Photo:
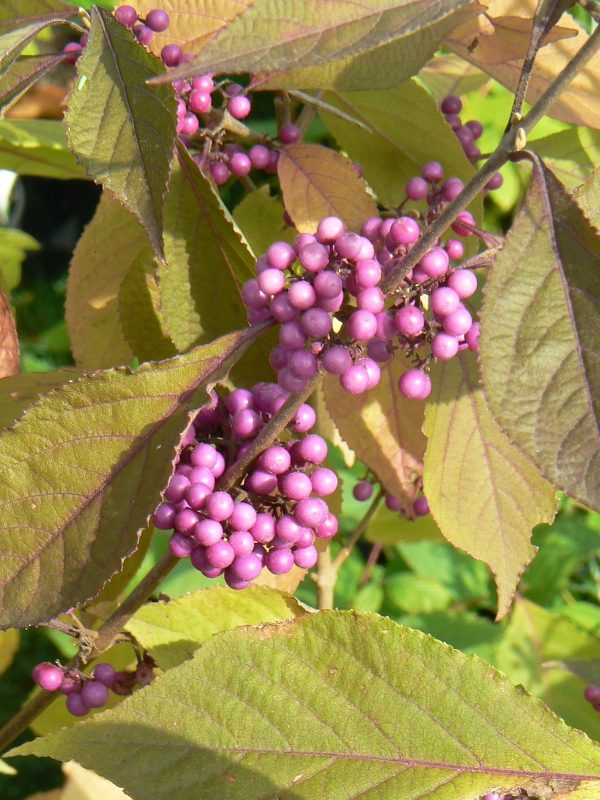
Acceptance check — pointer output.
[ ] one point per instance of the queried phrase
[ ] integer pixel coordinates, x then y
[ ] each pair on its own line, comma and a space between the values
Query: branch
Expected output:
513, 139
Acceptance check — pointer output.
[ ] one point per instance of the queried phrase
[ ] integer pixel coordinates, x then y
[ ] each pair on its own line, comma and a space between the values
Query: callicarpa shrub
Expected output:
310, 510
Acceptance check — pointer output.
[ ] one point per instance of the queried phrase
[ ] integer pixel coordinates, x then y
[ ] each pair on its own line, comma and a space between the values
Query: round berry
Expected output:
239, 106
47, 676
126, 15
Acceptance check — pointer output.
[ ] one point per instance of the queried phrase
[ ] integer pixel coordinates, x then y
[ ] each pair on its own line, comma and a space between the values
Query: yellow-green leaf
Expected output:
173, 631
485, 495
327, 705
540, 340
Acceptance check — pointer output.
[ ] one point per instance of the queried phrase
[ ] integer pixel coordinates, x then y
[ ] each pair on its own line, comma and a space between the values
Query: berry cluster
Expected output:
84, 692
270, 520
467, 134
325, 290
363, 491
592, 695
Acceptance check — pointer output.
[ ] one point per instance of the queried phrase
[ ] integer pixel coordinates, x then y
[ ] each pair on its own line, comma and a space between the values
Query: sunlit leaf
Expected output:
318, 182
108, 121
173, 631
272, 36
535, 636
37, 147
83, 470
406, 130
541, 338
329, 700
483, 493
207, 260
383, 429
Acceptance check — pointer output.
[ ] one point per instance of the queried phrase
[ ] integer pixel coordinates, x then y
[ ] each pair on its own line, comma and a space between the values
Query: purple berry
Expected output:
355, 380
409, 321
306, 557
126, 15
76, 706
444, 347
421, 507
239, 106
259, 156
416, 189
295, 485
405, 231
451, 104
324, 481
432, 172
472, 337
47, 676
220, 555
336, 360
362, 325
164, 517
171, 55
157, 20
458, 322
180, 546
415, 384
263, 530
105, 673
362, 491
329, 229
279, 561
444, 300
94, 694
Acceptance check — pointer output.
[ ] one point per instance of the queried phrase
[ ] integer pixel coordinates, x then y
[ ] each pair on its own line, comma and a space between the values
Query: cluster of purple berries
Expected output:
84, 692
325, 291
363, 491
467, 134
271, 520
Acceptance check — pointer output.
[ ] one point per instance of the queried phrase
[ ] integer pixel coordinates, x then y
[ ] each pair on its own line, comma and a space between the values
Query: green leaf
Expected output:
19, 13
562, 548
271, 36
83, 470
112, 242
389, 527
173, 631
18, 392
140, 314
535, 636
382, 67
108, 121
317, 182
588, 198
333, 699
260, 218
207, 260
383, 428
24, 72
541, 338
483, 493
37, 147
571, 154
394, 150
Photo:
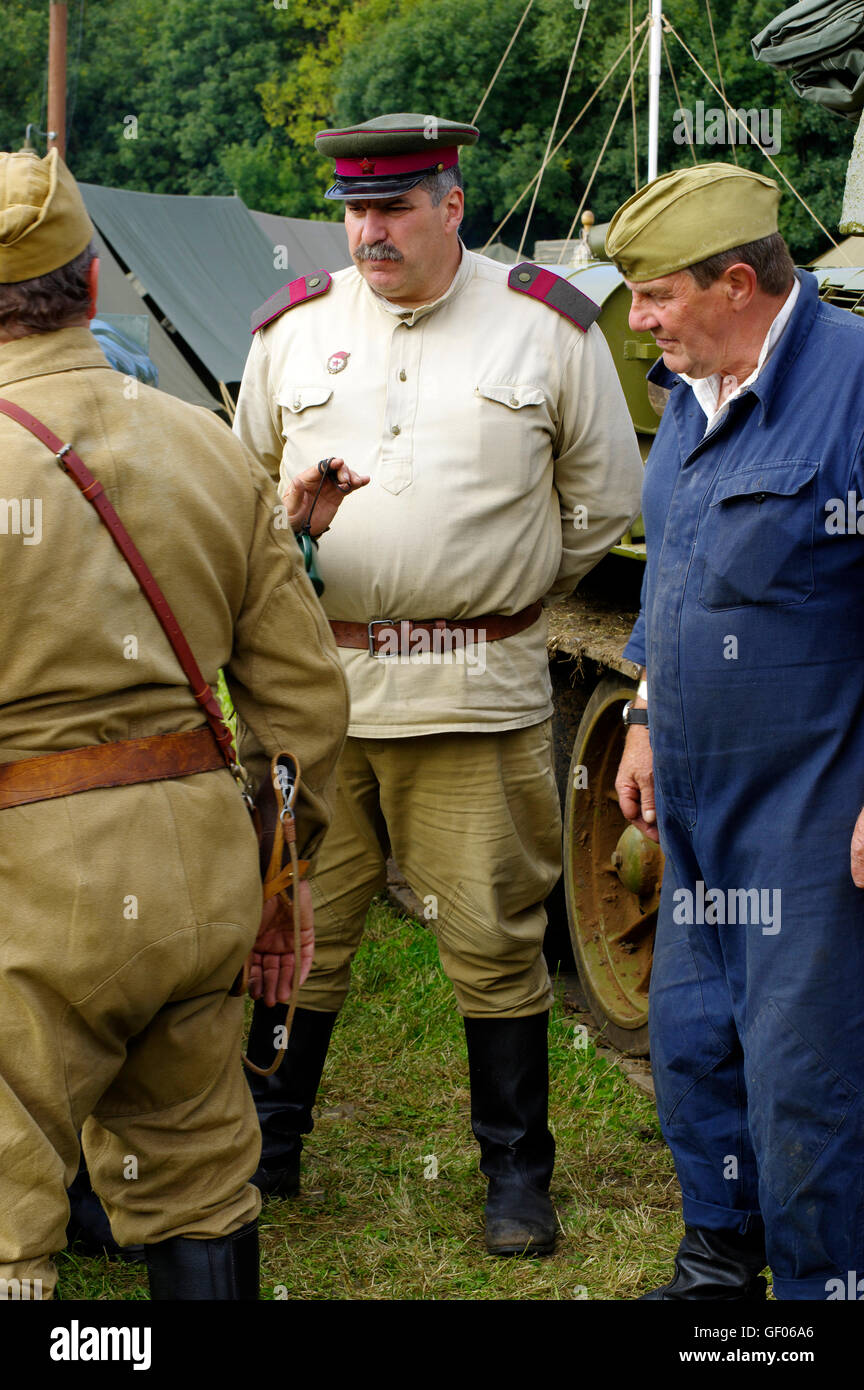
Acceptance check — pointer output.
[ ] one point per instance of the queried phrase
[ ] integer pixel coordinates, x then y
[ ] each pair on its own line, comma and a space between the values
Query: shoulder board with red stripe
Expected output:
554, 291
291, 295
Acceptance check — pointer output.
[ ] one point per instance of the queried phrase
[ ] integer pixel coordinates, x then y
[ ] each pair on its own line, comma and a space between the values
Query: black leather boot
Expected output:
285, 1100
509, 1070
88, 1228
227, 1266
717, 1265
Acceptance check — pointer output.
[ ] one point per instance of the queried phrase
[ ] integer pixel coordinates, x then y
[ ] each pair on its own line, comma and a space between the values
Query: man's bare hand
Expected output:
857, 852
635, 781
302, 488
272, 957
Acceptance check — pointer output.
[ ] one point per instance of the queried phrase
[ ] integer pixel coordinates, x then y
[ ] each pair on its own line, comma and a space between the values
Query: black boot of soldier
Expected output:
285, 1100
184, 1268
88, 1228
509, 1070
717, 1265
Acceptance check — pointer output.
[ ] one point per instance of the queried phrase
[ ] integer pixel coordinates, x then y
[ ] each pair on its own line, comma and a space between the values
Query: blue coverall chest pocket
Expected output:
754, 538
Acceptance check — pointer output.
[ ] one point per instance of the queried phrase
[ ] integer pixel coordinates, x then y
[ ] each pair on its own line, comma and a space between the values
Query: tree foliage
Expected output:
211, 96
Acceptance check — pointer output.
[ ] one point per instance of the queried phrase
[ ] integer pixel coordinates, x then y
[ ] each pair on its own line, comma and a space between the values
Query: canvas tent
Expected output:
117, 296
850, 252
203, 263
306, 245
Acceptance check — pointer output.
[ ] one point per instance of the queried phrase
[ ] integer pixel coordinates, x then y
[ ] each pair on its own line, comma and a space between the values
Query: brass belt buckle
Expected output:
378, 622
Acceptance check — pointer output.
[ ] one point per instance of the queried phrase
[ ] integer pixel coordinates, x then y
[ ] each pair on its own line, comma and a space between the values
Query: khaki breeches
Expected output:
125, 916
474, 823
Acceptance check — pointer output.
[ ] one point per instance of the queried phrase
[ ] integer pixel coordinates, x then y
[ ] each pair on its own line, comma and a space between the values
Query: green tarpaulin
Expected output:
306, 245
821, 43
203, 260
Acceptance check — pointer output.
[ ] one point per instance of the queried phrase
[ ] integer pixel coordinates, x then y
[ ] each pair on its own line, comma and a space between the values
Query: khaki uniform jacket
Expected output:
84, 658
503, 467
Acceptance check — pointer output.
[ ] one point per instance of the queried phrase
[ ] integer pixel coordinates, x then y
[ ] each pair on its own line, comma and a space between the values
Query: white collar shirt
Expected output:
707, 388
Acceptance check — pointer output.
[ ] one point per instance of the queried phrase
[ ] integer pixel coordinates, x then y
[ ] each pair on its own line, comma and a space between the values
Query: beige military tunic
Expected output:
128, 912
503, 467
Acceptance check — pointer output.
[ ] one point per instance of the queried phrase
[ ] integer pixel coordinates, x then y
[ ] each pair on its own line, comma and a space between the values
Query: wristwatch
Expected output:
634, 716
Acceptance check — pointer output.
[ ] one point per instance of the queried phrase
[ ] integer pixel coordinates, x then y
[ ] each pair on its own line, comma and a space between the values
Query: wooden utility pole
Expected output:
57, 78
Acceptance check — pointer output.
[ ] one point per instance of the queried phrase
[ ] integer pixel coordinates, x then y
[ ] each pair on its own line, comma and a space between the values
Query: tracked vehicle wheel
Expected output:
611, 876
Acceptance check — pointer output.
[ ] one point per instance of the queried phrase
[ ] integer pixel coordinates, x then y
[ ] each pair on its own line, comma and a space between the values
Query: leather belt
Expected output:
395, 634
109, 765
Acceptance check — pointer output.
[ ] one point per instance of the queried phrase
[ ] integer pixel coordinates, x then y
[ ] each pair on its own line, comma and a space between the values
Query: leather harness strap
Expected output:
95, 494
395, 634
107, 765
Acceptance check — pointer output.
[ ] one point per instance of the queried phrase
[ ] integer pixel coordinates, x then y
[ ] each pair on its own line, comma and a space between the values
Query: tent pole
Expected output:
57, 78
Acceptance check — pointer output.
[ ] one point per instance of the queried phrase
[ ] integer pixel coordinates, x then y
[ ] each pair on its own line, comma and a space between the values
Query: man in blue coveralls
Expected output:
749, 731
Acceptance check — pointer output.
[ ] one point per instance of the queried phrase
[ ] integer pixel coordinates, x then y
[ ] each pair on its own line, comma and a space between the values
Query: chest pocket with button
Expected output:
514, 426
296, 399
756, 537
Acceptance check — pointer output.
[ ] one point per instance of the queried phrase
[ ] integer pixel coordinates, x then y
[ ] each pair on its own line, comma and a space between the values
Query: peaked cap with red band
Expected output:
392, 153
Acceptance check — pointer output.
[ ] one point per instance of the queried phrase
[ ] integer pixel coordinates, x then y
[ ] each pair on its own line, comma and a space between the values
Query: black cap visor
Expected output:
388, 185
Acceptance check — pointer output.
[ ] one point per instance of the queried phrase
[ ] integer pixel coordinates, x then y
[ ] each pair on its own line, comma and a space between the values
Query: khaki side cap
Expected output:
43, 221
688, 216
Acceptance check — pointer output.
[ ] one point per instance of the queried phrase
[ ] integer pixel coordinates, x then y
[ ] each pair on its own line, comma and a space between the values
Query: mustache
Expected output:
378, 250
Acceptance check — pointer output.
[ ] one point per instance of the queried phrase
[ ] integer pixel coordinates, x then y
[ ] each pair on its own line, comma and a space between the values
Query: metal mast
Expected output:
654, 49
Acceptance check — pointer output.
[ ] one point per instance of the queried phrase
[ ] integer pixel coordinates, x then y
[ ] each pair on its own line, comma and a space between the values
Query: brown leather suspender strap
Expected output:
93, 491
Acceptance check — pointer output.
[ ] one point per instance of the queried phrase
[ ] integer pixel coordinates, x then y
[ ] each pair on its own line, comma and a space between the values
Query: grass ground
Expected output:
372, 1222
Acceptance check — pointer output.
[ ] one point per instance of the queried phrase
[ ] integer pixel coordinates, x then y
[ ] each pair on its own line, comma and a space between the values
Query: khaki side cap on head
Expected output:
43, 223
689, 214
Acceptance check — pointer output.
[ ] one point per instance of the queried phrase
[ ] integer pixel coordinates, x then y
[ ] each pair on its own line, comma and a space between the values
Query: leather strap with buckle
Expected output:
382, 631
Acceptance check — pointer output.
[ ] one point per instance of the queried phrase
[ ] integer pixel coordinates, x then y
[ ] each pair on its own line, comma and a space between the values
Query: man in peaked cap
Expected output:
128, 865
486, 410
750, 744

REQUIREMENTS: Pull out every line of the items that contains the word "leather" and list those lines.

FINAL RESULT:
Query: black leather boot
Query: leather belt
Query: leather harness strap
Query: brown leather suspender strap
Query: leather strap with buckle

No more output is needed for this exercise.